◆ GOAL OF THE EXERCISE: Show each line of the entries below that contains the word "bush".

◆ Source data:
··········

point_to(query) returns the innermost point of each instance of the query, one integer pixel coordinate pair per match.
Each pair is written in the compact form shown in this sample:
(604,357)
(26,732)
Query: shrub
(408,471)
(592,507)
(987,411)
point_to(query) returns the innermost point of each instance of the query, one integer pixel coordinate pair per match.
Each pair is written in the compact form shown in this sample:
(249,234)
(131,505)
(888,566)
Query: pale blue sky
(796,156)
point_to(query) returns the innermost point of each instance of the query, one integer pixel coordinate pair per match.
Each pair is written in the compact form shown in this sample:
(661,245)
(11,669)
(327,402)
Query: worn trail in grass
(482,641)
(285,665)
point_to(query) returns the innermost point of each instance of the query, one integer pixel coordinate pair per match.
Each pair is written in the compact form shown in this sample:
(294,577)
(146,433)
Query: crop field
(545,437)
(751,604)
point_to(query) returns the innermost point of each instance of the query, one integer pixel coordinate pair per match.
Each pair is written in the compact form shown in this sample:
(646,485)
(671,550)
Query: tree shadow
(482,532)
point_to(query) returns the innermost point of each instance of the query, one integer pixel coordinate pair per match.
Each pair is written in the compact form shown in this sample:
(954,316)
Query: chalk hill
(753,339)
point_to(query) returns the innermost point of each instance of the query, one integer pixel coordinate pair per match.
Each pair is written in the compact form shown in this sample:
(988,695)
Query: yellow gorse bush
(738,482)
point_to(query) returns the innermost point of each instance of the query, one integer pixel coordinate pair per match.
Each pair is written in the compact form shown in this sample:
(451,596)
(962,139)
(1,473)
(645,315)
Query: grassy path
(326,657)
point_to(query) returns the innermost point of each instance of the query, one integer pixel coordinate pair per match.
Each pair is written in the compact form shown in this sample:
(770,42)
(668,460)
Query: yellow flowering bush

··········

◆ OUTPUT:
Query: yellow gorse bush
Query: yellow flowering bush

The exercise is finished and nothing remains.